It was kind of like dress up for college students. In one of these sessions, I was in my fastest sleep in my hotel room, 2.30 at night, and one of my roommates, whom I had led to Christ about three weeks prior to this, at 2.30 in the morning comes busting in my room, yelling at the top of his lungs. He's out of breath. J.D., grab your Bible quick and come on. Honestly, I'm trying to wake up. I'm groggy. He's just yelling at me beside my bed. Grab your Bible quick.

Come on. I honestly thought somebody was dying and needed to get saved, like they were choking on a piece of meat, and they had a few seconds, and I was going to share the gospel with them, and then they were going to die. I jump out of bed. I got nothing but gym shorts on. I'm like, I got to get dressed. He's like, there ain't time for you to get dressed. I literally am running out the door. I grab my Bible. I grab the first thing I can get my hands on, which happened to be a jacket, because it was in the winter, so I'm running down the hall, gym shorts, trying to put this jacket on. He takes a hard right, busts into this other hotel room.

There's like 35 college students seated all over this room in two beds. He's out of breath. I'm out of breath, and he says, here he is, and he points at me, and I'm like, here he is. He said they all had questions about the Bible, and I told them, you were an expert in the Bible, and that you can answer their questions.

And so I'm standing there, gym shorts, winter coat on with no shirt, and so for about 20 minutes, I just shared the gospel with them, and then for about an hour to about four in the morning, they just asked questions, and it was a great night. I often think about that situation when I read this passage in Acts 17, because Paul is going to find himself in a very similar situation. I don't know if you've ever been in a situation like that.

Maybe it wasn't that dramatic. Did you know what to say in that moment? If you found yourself in a situation where there are people who have little to no knowledge at all of the Christian message and are very different than you, how do you conduct yourself in a time like that?

§ Raw records
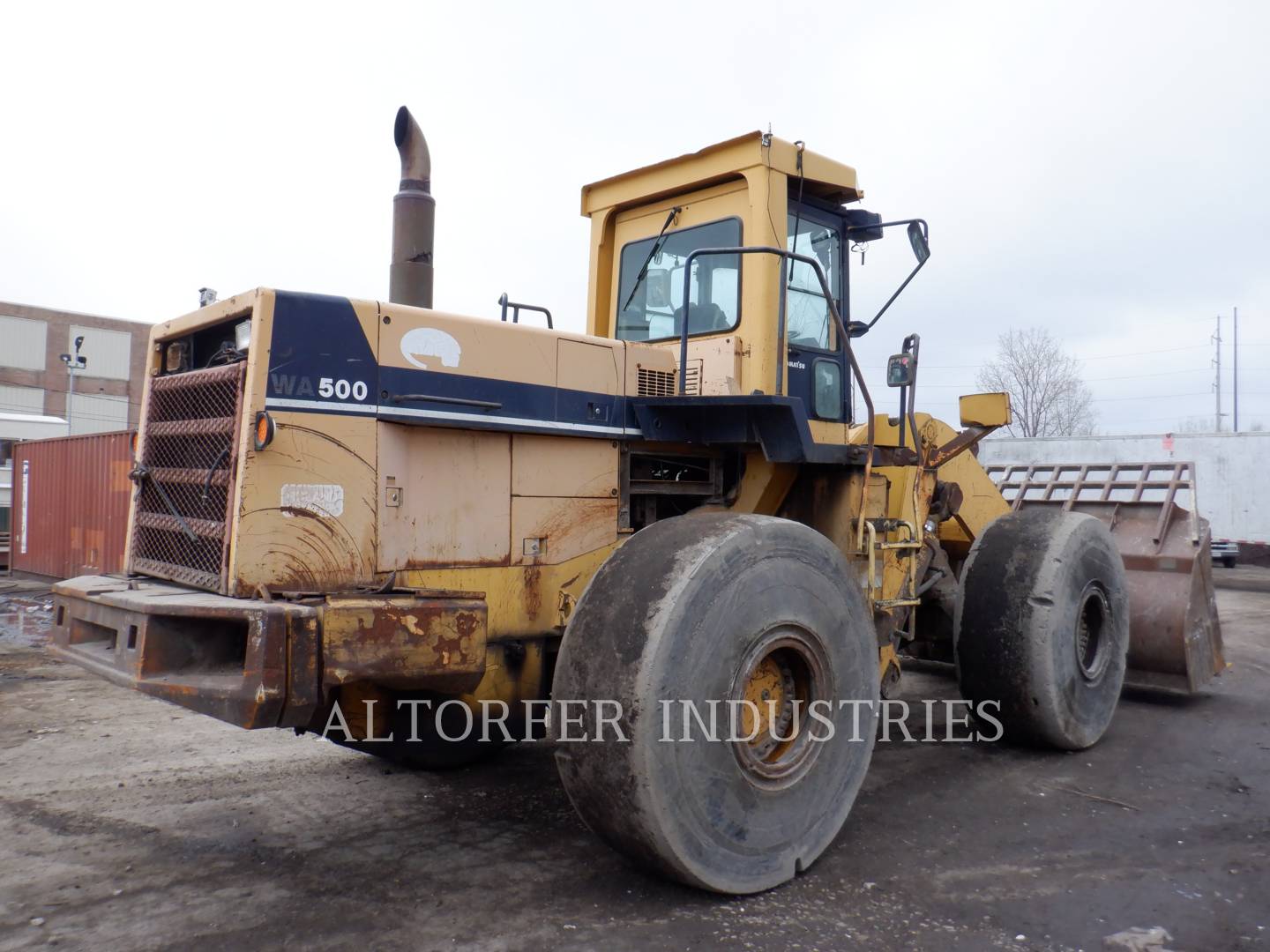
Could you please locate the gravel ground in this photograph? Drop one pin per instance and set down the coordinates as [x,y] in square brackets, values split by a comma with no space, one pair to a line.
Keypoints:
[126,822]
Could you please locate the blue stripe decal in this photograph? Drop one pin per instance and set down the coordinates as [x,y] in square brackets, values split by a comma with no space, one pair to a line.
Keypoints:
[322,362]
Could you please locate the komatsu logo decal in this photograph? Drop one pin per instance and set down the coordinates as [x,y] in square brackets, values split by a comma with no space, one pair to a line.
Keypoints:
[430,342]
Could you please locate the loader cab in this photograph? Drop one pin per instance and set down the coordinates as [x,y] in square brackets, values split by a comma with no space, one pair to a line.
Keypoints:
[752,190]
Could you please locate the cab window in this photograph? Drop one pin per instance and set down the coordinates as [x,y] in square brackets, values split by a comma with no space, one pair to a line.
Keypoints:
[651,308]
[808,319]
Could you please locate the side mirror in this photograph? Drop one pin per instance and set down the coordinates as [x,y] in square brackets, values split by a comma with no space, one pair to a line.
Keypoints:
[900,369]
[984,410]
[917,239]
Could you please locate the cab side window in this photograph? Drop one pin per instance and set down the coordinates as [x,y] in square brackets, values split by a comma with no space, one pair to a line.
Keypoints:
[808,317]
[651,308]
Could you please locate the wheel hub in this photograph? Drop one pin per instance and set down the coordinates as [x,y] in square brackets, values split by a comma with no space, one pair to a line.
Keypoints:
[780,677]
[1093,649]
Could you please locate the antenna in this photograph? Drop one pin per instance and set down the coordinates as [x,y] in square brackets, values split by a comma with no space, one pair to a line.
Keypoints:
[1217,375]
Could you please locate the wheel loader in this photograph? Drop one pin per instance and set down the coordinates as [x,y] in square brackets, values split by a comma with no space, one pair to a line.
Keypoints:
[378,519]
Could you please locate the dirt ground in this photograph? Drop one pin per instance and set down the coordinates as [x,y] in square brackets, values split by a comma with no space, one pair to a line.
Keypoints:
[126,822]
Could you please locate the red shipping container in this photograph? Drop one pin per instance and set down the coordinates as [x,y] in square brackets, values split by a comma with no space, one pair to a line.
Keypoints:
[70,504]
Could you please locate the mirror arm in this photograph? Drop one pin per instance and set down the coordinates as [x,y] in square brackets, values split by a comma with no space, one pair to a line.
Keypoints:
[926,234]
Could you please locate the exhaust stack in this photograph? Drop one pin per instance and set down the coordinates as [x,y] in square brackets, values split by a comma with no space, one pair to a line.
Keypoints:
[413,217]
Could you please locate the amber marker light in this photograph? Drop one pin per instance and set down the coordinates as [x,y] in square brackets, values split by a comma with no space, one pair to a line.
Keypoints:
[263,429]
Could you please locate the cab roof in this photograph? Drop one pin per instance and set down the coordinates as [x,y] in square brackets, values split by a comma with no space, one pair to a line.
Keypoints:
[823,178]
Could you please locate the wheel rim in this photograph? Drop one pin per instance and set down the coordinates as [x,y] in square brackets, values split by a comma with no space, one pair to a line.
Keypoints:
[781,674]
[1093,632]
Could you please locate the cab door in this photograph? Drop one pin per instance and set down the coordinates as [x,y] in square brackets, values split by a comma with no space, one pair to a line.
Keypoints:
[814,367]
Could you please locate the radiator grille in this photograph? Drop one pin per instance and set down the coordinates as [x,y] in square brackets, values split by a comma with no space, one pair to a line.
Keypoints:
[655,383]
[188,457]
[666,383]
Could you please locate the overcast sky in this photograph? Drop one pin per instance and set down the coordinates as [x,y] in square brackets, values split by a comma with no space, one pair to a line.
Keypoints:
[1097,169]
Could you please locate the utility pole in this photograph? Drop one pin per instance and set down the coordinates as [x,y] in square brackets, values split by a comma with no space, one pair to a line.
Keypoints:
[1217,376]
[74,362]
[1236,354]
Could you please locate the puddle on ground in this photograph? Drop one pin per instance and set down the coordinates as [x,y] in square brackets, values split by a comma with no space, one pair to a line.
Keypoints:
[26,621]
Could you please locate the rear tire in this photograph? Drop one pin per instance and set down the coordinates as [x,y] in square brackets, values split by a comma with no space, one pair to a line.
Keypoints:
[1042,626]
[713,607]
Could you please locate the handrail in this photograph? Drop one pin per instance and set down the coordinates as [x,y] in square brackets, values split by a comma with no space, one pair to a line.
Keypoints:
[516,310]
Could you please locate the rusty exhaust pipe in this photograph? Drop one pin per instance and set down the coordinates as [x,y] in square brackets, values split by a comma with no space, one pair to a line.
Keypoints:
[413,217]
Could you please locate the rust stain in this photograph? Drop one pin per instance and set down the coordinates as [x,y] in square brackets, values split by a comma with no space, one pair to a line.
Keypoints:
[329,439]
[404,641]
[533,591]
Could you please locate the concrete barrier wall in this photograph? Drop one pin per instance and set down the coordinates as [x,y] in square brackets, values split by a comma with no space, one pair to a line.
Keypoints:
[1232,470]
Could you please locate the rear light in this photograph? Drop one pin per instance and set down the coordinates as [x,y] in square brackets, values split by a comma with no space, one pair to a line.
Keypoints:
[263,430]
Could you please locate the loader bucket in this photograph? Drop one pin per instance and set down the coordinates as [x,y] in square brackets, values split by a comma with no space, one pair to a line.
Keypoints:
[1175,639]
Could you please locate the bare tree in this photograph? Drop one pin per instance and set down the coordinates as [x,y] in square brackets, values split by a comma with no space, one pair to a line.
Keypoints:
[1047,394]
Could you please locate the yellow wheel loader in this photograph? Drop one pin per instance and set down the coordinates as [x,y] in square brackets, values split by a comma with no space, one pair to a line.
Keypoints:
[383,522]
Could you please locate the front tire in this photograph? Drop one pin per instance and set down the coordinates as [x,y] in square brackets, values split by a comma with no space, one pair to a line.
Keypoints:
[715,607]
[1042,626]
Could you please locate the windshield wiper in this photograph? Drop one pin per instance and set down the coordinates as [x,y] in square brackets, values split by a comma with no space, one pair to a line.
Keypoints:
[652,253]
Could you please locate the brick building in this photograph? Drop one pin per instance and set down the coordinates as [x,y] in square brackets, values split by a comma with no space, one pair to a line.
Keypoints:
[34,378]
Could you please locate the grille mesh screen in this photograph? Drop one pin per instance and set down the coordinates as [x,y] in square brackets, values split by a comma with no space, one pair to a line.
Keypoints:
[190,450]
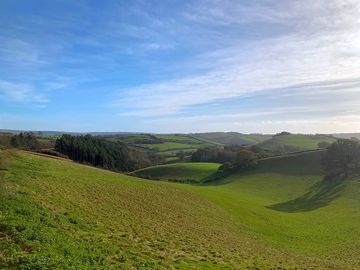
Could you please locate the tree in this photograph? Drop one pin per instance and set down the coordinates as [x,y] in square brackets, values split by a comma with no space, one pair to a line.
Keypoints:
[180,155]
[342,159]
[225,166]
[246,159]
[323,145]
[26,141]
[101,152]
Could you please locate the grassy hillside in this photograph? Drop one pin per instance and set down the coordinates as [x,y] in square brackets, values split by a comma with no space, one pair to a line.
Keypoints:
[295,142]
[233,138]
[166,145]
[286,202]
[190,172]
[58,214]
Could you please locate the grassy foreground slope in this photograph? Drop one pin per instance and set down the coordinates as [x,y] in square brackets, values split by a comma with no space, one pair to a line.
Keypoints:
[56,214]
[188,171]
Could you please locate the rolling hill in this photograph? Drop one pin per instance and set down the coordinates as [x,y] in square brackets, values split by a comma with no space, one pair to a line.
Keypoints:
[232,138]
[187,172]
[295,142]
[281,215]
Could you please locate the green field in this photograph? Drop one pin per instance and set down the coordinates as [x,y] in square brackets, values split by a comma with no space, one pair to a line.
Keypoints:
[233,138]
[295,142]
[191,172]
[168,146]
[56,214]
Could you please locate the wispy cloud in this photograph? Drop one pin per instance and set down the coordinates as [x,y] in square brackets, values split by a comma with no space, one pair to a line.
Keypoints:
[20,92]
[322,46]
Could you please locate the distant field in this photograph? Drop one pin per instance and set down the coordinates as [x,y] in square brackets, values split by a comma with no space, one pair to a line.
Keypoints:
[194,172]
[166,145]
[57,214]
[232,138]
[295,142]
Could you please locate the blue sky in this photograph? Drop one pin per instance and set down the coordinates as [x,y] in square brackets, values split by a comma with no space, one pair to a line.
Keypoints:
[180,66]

--

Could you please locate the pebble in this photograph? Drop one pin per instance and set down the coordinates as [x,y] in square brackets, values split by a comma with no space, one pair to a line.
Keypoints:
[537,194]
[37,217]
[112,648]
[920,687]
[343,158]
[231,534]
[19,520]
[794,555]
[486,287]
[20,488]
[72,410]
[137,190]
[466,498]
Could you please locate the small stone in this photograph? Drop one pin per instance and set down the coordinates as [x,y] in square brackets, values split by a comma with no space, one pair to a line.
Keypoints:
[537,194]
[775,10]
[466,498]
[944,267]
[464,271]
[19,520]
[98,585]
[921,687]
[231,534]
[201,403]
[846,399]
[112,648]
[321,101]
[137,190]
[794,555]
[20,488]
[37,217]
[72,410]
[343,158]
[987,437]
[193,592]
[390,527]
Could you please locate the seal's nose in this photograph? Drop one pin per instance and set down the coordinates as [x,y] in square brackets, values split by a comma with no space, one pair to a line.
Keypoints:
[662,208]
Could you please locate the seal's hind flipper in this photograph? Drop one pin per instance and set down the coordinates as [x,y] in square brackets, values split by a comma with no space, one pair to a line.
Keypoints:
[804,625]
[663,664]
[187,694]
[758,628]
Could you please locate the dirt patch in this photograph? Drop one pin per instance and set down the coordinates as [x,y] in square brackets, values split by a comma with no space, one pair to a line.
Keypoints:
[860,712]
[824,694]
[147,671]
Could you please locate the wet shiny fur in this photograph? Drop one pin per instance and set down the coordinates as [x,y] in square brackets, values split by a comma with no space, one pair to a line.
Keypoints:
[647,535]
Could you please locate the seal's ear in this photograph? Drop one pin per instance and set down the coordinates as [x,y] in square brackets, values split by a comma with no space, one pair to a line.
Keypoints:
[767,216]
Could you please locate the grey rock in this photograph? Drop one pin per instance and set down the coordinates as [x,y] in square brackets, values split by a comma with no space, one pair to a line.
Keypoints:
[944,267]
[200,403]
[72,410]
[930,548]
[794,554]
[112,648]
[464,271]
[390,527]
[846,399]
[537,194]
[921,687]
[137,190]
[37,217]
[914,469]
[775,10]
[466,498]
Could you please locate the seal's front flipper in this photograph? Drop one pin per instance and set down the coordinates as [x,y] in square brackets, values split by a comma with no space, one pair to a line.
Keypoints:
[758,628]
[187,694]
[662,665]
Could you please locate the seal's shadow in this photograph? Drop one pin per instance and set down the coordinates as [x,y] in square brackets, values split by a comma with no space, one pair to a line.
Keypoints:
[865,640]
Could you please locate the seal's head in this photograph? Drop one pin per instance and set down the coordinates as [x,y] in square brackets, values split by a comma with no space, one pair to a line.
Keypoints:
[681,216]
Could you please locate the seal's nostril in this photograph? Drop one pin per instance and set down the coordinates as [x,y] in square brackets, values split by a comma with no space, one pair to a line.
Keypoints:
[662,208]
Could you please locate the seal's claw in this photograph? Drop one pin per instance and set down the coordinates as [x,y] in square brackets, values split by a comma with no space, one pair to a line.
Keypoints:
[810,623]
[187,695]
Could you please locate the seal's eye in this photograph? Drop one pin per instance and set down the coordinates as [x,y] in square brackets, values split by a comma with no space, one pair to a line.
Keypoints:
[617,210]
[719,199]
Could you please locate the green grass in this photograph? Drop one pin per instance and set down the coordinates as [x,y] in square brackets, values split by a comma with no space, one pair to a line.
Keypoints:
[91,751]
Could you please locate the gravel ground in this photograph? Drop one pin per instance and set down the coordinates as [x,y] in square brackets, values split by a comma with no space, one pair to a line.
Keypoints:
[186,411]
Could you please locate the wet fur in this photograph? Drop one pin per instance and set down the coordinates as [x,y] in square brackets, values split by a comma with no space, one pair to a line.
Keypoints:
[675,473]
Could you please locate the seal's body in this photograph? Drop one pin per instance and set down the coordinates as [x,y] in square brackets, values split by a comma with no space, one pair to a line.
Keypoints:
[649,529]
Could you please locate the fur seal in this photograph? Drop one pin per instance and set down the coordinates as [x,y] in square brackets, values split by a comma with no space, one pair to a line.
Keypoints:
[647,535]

...

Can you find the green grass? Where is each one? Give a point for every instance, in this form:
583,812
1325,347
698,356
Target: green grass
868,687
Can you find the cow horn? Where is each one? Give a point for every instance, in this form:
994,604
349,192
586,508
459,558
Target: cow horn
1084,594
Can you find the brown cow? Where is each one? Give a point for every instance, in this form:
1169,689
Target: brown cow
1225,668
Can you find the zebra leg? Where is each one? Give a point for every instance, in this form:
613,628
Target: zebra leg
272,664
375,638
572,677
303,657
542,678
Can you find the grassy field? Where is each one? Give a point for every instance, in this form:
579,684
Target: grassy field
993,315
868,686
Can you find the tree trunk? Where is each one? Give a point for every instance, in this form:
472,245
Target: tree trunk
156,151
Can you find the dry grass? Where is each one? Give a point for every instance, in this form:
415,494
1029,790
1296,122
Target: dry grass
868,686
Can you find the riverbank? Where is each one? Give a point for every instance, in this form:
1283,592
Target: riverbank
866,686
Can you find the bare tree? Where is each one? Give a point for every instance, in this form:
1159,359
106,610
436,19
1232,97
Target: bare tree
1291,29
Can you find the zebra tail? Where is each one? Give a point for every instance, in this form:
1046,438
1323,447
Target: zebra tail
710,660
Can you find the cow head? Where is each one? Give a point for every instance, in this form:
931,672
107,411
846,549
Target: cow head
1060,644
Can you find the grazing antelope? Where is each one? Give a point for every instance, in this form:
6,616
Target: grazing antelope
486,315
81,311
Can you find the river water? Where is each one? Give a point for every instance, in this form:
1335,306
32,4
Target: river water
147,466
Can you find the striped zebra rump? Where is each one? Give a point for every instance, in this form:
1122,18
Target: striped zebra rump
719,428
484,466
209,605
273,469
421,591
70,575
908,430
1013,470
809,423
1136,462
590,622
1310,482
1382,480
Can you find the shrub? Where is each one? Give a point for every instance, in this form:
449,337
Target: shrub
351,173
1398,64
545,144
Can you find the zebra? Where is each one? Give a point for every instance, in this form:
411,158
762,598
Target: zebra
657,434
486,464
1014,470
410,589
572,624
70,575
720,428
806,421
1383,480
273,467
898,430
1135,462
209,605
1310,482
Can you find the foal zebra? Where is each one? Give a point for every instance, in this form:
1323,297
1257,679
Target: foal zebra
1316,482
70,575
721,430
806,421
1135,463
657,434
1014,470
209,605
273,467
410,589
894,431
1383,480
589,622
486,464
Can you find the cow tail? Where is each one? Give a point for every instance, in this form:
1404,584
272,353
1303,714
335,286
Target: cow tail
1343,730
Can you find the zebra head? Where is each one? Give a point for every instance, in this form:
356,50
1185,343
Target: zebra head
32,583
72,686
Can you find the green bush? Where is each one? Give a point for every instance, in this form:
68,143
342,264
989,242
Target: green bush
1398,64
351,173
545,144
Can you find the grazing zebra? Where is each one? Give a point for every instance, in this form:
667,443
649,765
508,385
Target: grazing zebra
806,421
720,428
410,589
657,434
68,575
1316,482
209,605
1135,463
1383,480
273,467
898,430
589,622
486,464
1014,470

§ Exercise objective
Can you continue the sermon excerpt about sharing the gospel in a college hotel room, picking up right after its closing question?

§ Reply
What do you say? If you are a believer here this weekend, what I think you're going to see in the next few minutes is you're going to see some insights and some patterns for really what you should say and how you should talk to people who are very outside of what you believe and think very differently than you. If you're not a believer, what I hope happens today is that you see, in what Paul says to this group of people, you see some of your own questions addressed. You see some questions that are going to be posed back to you, and I hope that you hear the Holy Spirit speaking through Paul and then through me to address kind of where you are in your search for God. So Acts 17, we're going to begin around verse 16.

I'm just going to work our way through this passage, and I'll read a few verses and stop and make some points, and then we'll just work our way all the way down to verse 34 that way. Verse 16, Now while Paul was waiting for them at Athens, this is not Athens, Georgia, this is Athens, Greece, even after Rome's ascendancy, Athens remained the intellectual capital of the world. Think Oxford, Cambridge, Harvard, Yale, Duke, all kind of rolled into one. That was Athens. It was one of the art and athletic cultural centers of the world.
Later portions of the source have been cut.